Reduce the heat to medium-low, cover and simmer until the carrots are tender and the couscous absorbs most of the liquid (the rest will be absorbed later as it sits), about 15 minutes. Remove from the heat.
Stir in the beans, arugula, and lemon zest and juice. Taste, and season with more salt, as desired.
Divide among bowls, top with the pistachios and mint, and serve warm or at room temperature.
Servings: 4-6 (makes about 6 cups).
Substitutions: For yellow onion, use white onion. For cannellini beans, use navy beans, great Northern beans or chickpeas. For canned beans, use 1½ cups home-cooked beans. For pearl couscous, use fregola (toasted Sardinian couscous). For baby arugula, use baby kale, baby spinach or radicchio. For pistachios, use walnuts, pecans, peanuts or pumpkin seeds. For mint, use parsley, cilantro or basil.

→ **Source material**:
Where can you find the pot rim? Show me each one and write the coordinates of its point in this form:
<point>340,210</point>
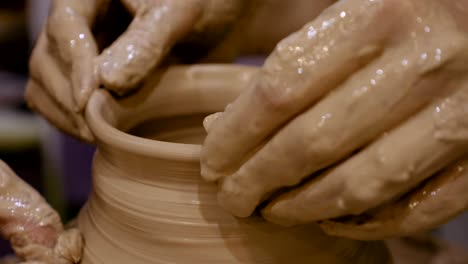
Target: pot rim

→ **Prompt 1**:
Answer these from the couscous recipe, one line each:
(a) About how long should the pot simmer, covered, over medium-low heat?
(b) How many cups does the recipe make?
(c) Which options are listed to use in place of pistachios?
→ **Prompt 2**: Translate this sentence from the couscous recipe into Spanish: "Divide among bowls, top with the pistachios and mint, and serve warm or at room temperature."
→ **Prompt 3**: Extend the couscous recipe with a few more lines that follow its substitutions list.

→ **Written answer 1**:
(a) About 15 minutes.
(b) About 6 cups.
(c) Walnuts, pecans, peanuts or pumpkin seeds.

→ **Written answer 2**: Reparte en tazones, cubre con los pistachos y la menta, y sirve tibio o a temperatura ambiente.

→ **Written answer 3**:
Storage: Refrigerate for up to 4 days, preferably without the pistachios and mint.
Where to buy: Carrot juice can be found at well-stocked supermarkets and natural food stores.
Nutritional information per serving (1 cup), based on 6: 357 calories, 10 g fat, 1 g saturated fat, 56 g carbohydrates, 314 mg sodium, 0 mg cholesterol, 12 g protein, 10 g fiber, 12 g sugar.